* Daftar Tugas:
A. Dalam kutipan tentang listrik PLN, berapa persen energi PLN yang berasal dari batubara?
B. Teruskan kutipan tentang emisi mobil listrik dan listrik PLN mulai dari setelah kalimat terakhirnya.
--- Kutipan Teks ---
Sementara itu, sebagian besar listrik yang diproduksi PLN masih menggunakan bahan bakar fosil. Sebesar 174.400 GWh atau 92,4 persen dari total energi yang dihasilkan PLN masih mengandalkan bahan bakar jenis ini. Energi terbesar berasal dari bahan bakar batubara, yakni 63,1 persen, disusul gas alam 29,5 persen, high speed diesel (HSD) 5,3 persen, serta Marine Full Oil (MFO) 1,4 persen.
Sejatinya energi yang dipakai untuk mengisi baterai mobil listrik juga mengeluarkan emisi gas buang. Contohnya, mobil listrik berkapasitas baterai 55 kWh dengan jarak tempuh 354 km. Jika sumber energinya berasal dari pembangkit berbahan bakar batubara, total emisi CO? yang dihasilkan setiap pengisian baterai mencapai 62,7 kg.
Angka ini berasal dari laporan UNDP tahun 2007 yang menyebutkan faktor emisi CO? PLTU batubara di Indonesia sebesar 1,14 kg per kWh. Adapun untuk jarak 354 km, jika ditempuh mobil konvensional dengan konsumsi BBM 1:12, akan menghabiskan 29,5 liter premium. Penggunaan BBM sebanyak itu menciptakan emisi CO? 76,7 kg. Jika menggunakan BBM jenis solar, emisi CO? yang dihasilkan untuk jarak tempuh yang sama lebih kecil, yaitu 64,9 kg.
Dua angka ini diperoleh dari petunjuk teknis pemantauan, evaluasi, dan pelaporan (PEP) Rencana Aksi Daerah Gas Rumah Kaca (RAD GRK) Bappenas. Faktor emisi CO? untuk BBM premium sebesar 2,6 kg CO? per liter dan BBM solar 2,2 kg CO? per liter. Melalui perbandingan antara mobil listrik, mobil BBM premium, dan mobil BBM solar ini terlihat bahwa emisi CO? yang dihasilkan tak jauh berbeda.
--- Data Baris ---
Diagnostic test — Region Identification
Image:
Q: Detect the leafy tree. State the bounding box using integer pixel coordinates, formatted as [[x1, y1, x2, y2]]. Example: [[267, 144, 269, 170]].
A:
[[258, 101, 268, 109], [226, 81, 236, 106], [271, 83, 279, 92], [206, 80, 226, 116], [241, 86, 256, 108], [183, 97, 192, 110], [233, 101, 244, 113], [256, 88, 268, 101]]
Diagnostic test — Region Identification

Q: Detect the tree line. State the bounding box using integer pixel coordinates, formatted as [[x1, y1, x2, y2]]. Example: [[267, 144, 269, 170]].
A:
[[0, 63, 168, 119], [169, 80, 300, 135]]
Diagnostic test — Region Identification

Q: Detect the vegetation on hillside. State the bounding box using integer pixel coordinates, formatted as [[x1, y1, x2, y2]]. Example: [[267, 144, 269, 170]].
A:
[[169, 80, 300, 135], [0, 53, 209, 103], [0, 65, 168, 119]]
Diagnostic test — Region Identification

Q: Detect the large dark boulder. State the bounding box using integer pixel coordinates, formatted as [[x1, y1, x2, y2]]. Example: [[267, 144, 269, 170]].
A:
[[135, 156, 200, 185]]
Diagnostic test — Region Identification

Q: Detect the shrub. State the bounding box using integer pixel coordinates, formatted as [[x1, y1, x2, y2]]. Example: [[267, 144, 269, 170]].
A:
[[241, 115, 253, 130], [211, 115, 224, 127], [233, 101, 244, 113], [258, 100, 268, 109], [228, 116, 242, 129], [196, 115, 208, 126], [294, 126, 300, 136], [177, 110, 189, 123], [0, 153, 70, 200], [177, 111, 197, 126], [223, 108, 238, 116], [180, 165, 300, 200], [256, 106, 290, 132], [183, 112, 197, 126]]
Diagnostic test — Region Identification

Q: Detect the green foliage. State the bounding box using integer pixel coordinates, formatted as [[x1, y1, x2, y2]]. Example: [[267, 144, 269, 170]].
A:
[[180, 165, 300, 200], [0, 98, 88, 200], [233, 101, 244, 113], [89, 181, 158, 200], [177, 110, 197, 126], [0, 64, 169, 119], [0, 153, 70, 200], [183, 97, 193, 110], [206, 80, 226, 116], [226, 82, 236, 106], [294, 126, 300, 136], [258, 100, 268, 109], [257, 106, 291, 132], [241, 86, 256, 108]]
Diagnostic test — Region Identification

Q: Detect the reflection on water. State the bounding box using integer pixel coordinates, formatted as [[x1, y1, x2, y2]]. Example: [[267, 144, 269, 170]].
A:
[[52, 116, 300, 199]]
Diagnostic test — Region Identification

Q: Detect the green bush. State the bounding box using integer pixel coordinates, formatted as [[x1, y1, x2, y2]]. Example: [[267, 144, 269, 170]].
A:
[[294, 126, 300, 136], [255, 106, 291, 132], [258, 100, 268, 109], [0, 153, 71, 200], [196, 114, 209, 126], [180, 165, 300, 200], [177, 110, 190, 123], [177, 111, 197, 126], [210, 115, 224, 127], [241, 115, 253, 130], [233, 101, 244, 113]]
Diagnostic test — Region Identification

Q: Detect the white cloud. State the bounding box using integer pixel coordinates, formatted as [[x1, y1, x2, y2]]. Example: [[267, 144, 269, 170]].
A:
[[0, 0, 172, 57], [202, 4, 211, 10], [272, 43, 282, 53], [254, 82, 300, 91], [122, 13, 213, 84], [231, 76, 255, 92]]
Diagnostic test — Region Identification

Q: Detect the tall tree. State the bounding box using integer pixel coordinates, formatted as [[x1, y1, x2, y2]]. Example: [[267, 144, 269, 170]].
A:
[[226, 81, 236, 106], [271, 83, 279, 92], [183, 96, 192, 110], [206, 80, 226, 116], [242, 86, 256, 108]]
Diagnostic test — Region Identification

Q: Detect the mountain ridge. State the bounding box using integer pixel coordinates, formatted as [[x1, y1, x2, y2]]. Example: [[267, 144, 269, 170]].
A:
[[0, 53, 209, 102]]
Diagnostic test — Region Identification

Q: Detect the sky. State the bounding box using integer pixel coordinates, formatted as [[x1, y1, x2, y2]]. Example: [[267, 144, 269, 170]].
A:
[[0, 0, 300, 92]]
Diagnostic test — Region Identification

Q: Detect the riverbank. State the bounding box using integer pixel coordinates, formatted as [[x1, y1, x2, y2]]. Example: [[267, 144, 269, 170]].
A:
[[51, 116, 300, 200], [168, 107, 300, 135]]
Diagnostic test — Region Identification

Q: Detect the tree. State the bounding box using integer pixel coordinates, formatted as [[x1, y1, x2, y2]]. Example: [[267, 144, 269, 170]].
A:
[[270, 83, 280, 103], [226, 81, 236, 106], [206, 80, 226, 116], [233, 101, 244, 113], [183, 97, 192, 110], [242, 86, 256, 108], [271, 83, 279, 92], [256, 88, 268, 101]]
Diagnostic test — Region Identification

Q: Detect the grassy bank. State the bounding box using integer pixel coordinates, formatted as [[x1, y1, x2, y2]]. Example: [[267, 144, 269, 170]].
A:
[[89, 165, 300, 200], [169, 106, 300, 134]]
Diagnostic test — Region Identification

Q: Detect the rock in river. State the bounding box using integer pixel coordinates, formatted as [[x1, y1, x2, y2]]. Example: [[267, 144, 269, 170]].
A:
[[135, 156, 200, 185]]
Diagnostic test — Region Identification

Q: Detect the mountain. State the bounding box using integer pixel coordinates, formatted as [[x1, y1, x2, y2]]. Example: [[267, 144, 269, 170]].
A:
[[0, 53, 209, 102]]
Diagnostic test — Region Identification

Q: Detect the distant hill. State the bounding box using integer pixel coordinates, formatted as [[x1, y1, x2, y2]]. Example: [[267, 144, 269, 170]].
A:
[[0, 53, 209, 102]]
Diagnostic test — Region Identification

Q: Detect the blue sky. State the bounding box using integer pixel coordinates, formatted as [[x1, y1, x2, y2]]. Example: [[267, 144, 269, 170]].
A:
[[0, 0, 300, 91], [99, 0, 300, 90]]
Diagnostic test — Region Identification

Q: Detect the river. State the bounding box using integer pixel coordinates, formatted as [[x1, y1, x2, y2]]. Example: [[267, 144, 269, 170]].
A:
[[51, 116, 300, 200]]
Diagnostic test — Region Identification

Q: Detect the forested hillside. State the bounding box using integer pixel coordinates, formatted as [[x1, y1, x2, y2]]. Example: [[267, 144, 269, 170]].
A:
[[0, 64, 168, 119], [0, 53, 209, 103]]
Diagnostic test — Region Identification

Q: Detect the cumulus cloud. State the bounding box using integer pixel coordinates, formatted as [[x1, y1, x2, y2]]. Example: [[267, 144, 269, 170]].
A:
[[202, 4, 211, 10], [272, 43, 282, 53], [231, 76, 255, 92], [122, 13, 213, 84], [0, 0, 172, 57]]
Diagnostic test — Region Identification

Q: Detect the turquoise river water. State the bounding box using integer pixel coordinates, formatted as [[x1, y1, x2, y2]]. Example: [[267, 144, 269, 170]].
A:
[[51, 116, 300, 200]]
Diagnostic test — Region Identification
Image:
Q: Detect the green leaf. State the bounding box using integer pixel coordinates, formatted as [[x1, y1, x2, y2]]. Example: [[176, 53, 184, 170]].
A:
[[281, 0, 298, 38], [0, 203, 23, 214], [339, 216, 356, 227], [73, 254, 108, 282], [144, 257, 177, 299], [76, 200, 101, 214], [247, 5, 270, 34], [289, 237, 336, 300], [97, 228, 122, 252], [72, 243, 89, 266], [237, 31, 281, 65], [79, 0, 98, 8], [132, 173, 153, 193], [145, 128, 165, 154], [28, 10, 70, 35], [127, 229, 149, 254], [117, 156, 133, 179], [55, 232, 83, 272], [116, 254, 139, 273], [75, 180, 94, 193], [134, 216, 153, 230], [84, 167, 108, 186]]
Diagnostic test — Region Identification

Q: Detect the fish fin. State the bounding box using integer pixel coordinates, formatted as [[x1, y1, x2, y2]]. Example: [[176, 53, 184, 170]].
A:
---
* Jawaban:
A. 63,1 persen.

B.
Salah satu solusi jitu mengatasi masalah ini, yakni meningkatkan produksi listrik di pembangkit dengan sumber energi terbarukan. Contohnya, pembangkit listrik tenaga surya (PLTS). Namun, berdasarkan data PLN, hingga 2018, energi yang dihasilkan dari pembangkit ini masih sangat kecil, sebesar 4,6 GWh. Angka ini setara 0,002 persen dari total listrik yang diproduksi PLN.
Selain PLTS, ada juga pembangkit listrik tenaga bayu atau angin (PLTB) yang sejak 2018 dioperasikan PLN. Pertama, PLTB di Sidenreng Rappang dan PLTB di Jeneponto, Sulawesi Selatan, yang dioperasikan tahun 2019. Energi yang dihasilkan jauh lebih besar daripada PLTS. Jika digabung, keduanya dapat menghasilkan listrik sekitar 400 GWh per tahun.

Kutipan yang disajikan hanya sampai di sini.